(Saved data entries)
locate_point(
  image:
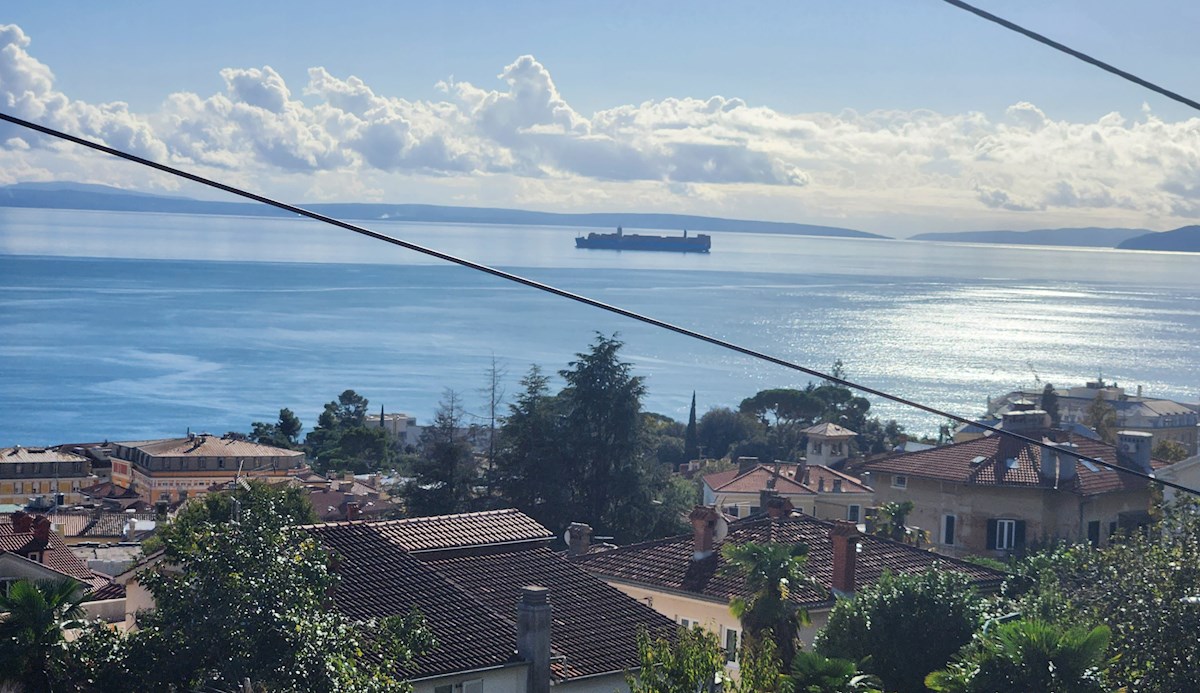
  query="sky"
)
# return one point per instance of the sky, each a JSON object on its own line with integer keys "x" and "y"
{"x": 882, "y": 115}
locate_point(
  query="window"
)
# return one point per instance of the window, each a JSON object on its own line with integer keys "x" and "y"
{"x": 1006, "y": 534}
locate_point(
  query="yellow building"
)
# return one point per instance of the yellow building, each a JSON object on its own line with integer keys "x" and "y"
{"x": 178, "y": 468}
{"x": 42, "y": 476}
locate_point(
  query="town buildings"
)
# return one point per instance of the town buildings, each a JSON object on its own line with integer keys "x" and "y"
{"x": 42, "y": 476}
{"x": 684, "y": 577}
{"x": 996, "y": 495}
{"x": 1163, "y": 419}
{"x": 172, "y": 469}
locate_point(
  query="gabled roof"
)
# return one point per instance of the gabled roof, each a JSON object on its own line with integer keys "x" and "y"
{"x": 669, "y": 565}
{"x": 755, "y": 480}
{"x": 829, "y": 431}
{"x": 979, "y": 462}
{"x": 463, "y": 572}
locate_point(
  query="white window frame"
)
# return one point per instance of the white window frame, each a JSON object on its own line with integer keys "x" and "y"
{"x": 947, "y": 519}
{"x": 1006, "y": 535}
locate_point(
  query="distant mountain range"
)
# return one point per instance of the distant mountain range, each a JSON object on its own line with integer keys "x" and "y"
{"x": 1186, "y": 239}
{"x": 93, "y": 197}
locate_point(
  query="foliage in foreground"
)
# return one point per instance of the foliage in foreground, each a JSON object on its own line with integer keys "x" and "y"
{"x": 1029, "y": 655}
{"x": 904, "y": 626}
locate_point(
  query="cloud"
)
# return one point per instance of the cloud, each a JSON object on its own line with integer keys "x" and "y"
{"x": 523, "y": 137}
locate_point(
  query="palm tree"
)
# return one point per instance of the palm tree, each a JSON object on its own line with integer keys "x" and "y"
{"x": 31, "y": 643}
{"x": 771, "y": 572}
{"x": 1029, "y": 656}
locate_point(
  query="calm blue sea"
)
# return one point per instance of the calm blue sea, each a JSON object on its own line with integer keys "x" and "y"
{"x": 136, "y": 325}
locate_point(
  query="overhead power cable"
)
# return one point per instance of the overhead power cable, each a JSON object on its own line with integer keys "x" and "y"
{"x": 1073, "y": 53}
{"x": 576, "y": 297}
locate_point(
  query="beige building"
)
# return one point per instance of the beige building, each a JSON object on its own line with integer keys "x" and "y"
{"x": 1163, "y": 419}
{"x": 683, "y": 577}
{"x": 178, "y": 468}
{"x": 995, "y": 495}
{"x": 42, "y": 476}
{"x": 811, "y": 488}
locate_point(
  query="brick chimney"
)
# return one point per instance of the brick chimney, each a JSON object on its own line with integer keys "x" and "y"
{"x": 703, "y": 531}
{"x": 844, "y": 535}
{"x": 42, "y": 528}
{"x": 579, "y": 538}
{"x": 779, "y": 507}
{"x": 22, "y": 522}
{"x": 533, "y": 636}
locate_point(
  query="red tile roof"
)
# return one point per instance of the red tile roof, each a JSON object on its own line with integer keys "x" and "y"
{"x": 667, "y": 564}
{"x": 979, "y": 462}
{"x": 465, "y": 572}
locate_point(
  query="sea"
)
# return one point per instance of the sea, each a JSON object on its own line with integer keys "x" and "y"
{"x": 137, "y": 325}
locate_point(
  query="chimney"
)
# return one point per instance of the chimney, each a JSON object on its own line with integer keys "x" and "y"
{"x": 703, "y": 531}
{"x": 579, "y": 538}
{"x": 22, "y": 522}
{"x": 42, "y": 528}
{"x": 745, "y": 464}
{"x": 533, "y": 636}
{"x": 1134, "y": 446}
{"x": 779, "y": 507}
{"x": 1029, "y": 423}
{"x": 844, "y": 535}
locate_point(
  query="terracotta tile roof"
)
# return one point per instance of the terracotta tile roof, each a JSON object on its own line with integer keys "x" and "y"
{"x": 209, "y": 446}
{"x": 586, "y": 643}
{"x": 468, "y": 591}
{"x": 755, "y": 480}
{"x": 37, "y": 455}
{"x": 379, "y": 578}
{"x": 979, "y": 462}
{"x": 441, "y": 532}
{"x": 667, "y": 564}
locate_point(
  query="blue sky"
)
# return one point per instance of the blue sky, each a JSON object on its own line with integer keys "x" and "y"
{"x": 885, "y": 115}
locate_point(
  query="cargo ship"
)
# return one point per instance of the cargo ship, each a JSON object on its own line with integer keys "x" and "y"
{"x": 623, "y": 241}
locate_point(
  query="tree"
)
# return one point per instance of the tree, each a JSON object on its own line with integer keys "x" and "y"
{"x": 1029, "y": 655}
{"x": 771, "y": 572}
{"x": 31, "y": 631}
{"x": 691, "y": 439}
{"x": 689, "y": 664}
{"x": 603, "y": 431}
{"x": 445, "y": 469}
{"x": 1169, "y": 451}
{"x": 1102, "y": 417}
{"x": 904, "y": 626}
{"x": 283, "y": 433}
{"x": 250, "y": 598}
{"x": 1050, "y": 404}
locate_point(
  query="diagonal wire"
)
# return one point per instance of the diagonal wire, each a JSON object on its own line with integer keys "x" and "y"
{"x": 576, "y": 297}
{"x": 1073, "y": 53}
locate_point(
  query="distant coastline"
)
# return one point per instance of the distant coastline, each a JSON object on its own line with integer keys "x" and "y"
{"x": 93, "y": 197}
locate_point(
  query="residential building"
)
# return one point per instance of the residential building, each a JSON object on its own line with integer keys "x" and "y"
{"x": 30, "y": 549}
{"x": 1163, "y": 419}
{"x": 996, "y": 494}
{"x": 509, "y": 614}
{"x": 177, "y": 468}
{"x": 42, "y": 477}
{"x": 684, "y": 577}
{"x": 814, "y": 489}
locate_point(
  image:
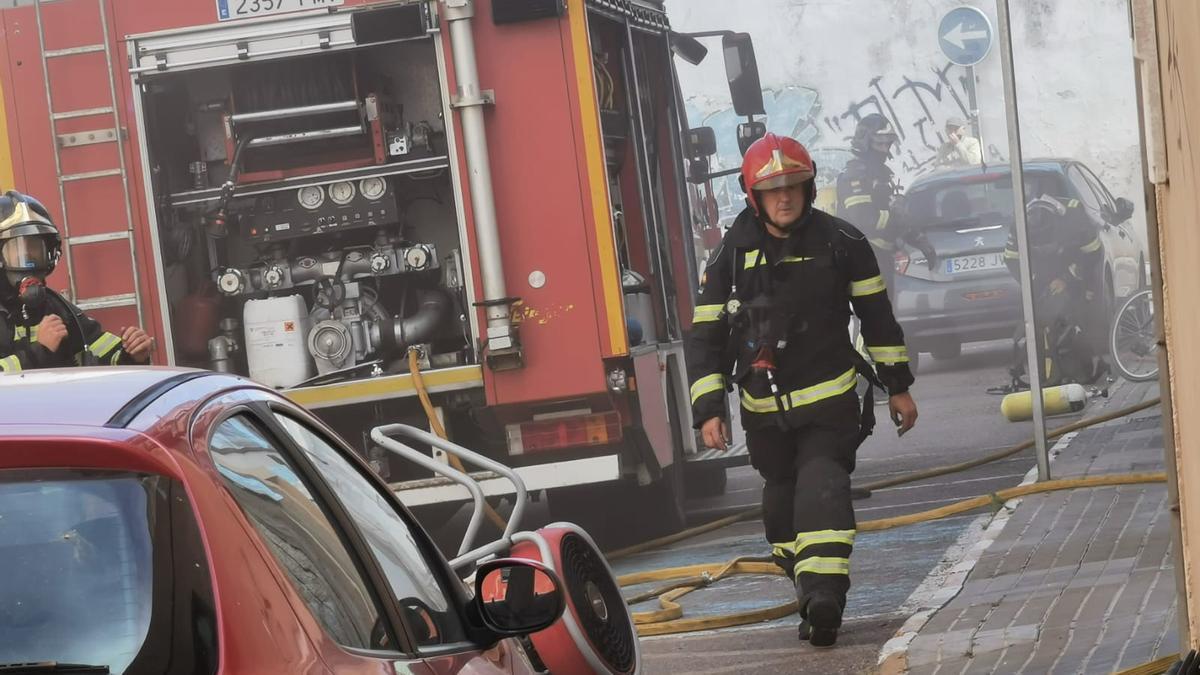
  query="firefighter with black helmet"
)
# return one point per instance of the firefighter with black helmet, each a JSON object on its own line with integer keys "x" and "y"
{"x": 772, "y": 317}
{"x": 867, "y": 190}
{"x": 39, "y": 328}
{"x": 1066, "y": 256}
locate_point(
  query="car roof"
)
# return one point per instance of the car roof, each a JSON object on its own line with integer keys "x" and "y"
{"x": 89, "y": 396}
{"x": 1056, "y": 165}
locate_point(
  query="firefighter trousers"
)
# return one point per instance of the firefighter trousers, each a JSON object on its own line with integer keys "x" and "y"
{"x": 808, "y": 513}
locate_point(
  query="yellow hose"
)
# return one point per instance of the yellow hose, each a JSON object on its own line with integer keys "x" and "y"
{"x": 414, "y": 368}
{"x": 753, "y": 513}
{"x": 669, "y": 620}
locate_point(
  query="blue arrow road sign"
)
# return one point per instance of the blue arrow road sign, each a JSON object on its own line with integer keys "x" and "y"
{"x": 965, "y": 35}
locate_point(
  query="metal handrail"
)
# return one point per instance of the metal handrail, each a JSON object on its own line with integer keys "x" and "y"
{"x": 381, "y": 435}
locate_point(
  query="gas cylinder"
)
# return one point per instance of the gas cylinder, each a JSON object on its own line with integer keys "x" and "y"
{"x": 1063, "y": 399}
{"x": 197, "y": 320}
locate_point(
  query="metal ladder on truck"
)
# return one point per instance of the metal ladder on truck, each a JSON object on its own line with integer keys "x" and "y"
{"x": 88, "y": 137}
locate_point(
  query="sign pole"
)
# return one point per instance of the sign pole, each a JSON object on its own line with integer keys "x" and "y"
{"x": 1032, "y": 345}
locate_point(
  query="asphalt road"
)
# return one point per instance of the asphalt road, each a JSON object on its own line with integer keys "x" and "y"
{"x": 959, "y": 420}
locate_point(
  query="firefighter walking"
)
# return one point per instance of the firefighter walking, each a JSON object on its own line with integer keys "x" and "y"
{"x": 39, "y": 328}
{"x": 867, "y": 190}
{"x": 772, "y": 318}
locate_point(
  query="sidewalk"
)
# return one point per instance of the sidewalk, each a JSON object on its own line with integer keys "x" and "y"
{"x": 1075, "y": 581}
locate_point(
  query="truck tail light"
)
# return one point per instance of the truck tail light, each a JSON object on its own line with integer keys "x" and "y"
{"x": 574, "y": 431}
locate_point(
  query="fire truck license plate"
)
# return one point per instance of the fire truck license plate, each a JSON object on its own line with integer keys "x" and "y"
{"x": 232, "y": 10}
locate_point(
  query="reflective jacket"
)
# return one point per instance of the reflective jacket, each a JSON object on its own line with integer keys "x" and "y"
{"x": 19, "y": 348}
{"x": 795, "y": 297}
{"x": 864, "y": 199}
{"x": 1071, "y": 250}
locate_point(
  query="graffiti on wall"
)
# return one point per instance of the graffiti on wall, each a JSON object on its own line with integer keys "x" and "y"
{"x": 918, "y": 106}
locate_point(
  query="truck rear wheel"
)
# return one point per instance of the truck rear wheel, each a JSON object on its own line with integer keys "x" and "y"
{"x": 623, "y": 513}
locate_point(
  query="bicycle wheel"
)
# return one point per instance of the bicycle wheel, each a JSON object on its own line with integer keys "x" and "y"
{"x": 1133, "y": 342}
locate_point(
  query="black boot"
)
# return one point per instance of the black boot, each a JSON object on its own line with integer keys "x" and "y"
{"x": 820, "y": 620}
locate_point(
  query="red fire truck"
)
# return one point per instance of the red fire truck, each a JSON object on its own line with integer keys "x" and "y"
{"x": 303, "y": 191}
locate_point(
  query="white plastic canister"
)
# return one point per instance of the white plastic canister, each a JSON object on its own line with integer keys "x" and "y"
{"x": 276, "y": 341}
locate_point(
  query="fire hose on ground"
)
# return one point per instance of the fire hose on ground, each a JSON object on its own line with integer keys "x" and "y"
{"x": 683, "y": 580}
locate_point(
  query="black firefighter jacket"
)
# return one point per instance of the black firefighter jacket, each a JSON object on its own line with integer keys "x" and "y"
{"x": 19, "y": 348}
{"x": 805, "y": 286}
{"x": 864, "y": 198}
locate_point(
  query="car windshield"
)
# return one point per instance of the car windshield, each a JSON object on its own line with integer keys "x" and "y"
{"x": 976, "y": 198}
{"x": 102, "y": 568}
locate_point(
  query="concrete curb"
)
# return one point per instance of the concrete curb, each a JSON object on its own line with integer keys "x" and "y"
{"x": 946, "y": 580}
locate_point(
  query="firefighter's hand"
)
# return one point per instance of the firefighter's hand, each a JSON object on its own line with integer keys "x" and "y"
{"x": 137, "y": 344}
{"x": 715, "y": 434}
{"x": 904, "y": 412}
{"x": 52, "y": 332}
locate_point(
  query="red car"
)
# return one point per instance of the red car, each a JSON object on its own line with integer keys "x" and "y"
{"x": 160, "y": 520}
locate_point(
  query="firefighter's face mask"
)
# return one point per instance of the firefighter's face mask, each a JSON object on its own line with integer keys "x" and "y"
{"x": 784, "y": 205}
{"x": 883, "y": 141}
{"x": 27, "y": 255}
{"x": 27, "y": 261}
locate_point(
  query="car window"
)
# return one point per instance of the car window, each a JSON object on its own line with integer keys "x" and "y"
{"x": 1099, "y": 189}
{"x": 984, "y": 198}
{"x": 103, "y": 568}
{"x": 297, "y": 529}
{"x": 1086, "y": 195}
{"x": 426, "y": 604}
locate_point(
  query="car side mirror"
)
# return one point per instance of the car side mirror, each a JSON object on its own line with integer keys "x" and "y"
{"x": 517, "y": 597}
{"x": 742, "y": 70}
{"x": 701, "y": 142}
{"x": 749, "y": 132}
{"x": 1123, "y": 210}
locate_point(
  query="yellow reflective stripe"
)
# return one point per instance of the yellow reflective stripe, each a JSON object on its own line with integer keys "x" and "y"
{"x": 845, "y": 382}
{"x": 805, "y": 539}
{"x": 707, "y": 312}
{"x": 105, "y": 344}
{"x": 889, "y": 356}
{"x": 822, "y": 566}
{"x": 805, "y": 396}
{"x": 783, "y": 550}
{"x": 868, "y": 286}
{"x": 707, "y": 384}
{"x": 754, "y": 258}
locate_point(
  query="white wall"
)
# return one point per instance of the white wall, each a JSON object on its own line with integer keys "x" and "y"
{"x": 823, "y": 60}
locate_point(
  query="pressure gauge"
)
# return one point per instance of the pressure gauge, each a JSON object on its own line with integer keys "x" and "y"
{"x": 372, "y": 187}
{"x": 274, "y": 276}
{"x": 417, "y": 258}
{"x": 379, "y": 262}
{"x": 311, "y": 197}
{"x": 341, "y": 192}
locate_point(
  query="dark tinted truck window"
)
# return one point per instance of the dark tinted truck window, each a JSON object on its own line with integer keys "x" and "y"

* [About this exercise] Please report every line in the entries above that holds the string "dark".

* [Output for this task]
  query="dark tinted truck window"
# return one point per instance of the dark tinted truck window, each a JSON object on its own line with integer keys "x" and "y"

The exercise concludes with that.